DOCUMENT EXCERPT —
For file:/// URIs, you need to include the full (absolute) path.

FTP passwords

Pass the username and password in the ftp URI as shown here: ftp://user:password@foo.bar.com/wibble/barf.txt

Sample URIs

 file://usr/doc/HOWTO/en-html/index.html
 /usr/doc/HOWTO/en-html/index.html
 http://www.foo.bar.com/
 ftp://foo.bar.com/wibble/barf.txt # anonymous - uses local email
                                   # address as password
 ftp://user:password@foo.bar.com/wibble/barf.txt

find_document

This method takes 2 parameters:

query

A boolean query string as per Text::Query::ParseSimple or Text::Query::ParseAdvanced (an AltaVista style query)

parser

Either simple or advanced to use either Text::Query::ParseSimple or Text::Query::ParseAdvanced to parse the query.

find_document returns a reference to an array of hash references. The hash keys are URI, title, description.

The number of documents found by the last query is returned by $index->match()

To print information on all the documents matching a query, see this code:

 my $results = find_document("zot or grault");

 foreach my $doc (@$results) {
     print "Title: ", $doc->{title}, "\n";
     print "Description: ", $doc->{description}, "\n";
     print "Location: ", $doc->{uri}, "\n";
 }

 print $index->matches(), " results found";

flush_index

Remove all stored document data from the index, leaving the index tables intact.

INFORMATION PROVIDED —
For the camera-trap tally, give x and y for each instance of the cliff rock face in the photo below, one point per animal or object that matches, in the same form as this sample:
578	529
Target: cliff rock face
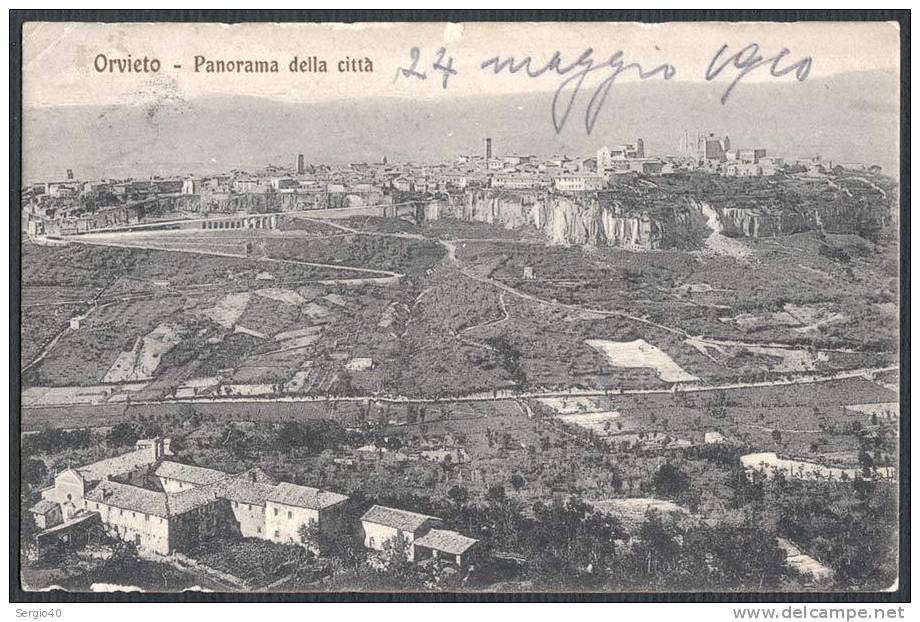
832	217
563	220
755	223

EXERCISE A —
Answer each question from the indexing documentation, one answer a line, marked like the questions.
(i) What kind of path must a file:/// URI include?
(ii) Which two values can the parser parameter take?
(iii) What does flush_index leave intact?
EXERCISE B — Write the next part of the indexing documentation, picking up after its last sentence.
The rows have nothing to do with the indexing documentation.

RESULT A —
(i) The full (absolute) path.
(ii) Simple or advanced.
(iii) The index tables.

RESULT B —
delete_document

Given a URI, remove that document from the index.

SEE ALSO

Text::Query::ParseAdvanced, Text::Query::ParseSimple DBI

Interested in developing your own driver modules for DBIx::TextSearch?

The interfaces are all documented in DBIx::TextSearch::developing

AUTHOR

Stephen Patterson <steve@patter.mine.nu> http://patter.mine.nu/

CHANGELOG

0.3

  • Added mysql and DB2 support (DB2 is untested as I don't have access to any systems capable of creating DB2 databases).

0.2

  • Creating a new index checks exising table names to avoid overwriting them.

  • Switched from using timestamps to MD5 checksums to check if a document differs from the indexed version.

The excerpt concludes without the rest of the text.